COMPLETE THE FOLLOWING:
**A)** Answer the following from the passage on the King memorial and the Loving case:
(i) How does the passage describe the design of the memorial?
(ii) In how many states did the Supreme Court strike down laws against interracial marriage?
(iii) What did Mildred Loving's ancestry blend?
**B)** Translate this sentence from the passage on the King memorial and the Loving case into Spanish: "Their decision confronted sexual taboos long at the heart of violent white supremacy."

The impossible can happen

The memorial to Martin Luther King, Jr. has been opened in Washington D.C.

It's a very appropriate design - a wall of rock broken by the man.

The situation in Palestine can seem unending and without hope, particularly now as the Israeli government passes legislation that harks back to the Old South. But hope should never be lost. To see how the impossible can come to be, I want to quote a short passage from Taylor Branch's book, At Canaan's Edge, the last in his trilogy on the Civil Rights Movement.

The fabled summer of 1967 jumbled extremes of hope and horror, many of which penetrated King's life with special force. On Monday, June 12, the US Supreme Court struck down laws against interracial marriage in sixteen states through the landmark case Loving et Ux v. Virginia, which grew from a bedroom police raid and the subsequent conviction of Richard and Mildred Loving for cohabitation under pretense of wedlock.

Until then, Virginia declared void any marriage with only one partner classified white by its written legal standard: "such person as has no trace whatever of any blood other than Caucasian." Mildred Loving's ancestry blended Europe, Africa, and Cherokee Indian. Against Virginia's appellate courts, which found in the anti-miscegenation statute a legitimate state purpose to prevent "the corruption of the blood," "a mongrel breed of citizens," and "the obliteration of racial pride," the Justices ruled that a racial definition of crime violated Fourteenth Amendment guarantees of equal protection under law.

Their decision confronted sexual taboos long at the heart of violent white supremacy. Most Americans within a generation would find it quaint or fantastic that three-quarters of citizens in 1967 opposed inter-racial marriage, and not even the wildest imagination on record from the 1960's predicted that turn-of-the-century politics would divide closely on the rights of same-sex couples.

As Martin Luther King, Jr. might say, "How long? Not Long!"

INFORMATION PROVIDED:
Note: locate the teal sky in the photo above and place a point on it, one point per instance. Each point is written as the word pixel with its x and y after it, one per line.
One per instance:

SOLUTIONS PER TASK:
**A)**
(i) A wall of rock broken by the man.
(ii) Sixteen.
(iii) Europe, Africa, and Cherokee Indian.

**B)** Su decisión se enfrentó a tabúes sexuales que durante mucho tiempo habían estado en el centro de la violenta supremacía blanca.